+++ SOURCE MATERIAL

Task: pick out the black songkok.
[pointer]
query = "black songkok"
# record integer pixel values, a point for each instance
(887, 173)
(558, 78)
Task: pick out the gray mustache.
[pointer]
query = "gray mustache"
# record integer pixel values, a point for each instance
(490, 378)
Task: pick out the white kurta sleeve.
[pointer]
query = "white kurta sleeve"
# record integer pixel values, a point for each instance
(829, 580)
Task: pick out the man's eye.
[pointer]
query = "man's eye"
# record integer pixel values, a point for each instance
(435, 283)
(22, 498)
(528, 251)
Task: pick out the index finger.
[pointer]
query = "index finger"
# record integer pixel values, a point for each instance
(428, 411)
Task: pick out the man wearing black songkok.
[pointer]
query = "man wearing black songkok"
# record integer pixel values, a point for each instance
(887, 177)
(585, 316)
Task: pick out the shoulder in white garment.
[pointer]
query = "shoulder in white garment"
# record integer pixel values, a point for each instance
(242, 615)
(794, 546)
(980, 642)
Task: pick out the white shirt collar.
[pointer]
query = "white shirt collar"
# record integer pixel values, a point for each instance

++++++

• _TO BE DONE_:
Rewrite all the items above line for line, and offset both numbers of every answer coordinate pair by adding 85.

• _FINAL ANSWER_:
Task: pick out the black songkok.
[pointer]
query = "black songkok"
# record integer pixel values, a point for each instance
(972, 258)
(643, 163)
Task: pick out the gray mustache.
[pointer]
query = "gray mustache"
# record integer pixel values, a point for each instance
(575, 463)
Task: pick out the white kurta sleeve.
[pointer]
query = "white kurta sleeve"
# record integer pixel values, a point for each instance
(914, 665)
Task: pick out the man's eye.
[pointer]
query = "man's eye"
# record integer pixel values, a point for each instance
(520, 368)
(107, 583)
(613, 336)
Task: pick out the index finger.
[pointer]
query = "index finger"
# record integer pixel values, a point for each instance
(513, 496)
Task: pick out the man wearing black songkok.
[pointer]
query = "man wearing black songkok"
# record integer pixel values, a point for each instance
(972, 262)
(670, 401)
Task: pick out the shoulder in white garment.
[pointer]
query = "shoulder in white garment"
# record integer pixel values, a point for each instance
(327, 700)
(879, 631)
(1065, 727)
Task: pick out the white shirt collar.
[pointer]
query = "white shirt collar"
# record integer pixel values, a point for each instance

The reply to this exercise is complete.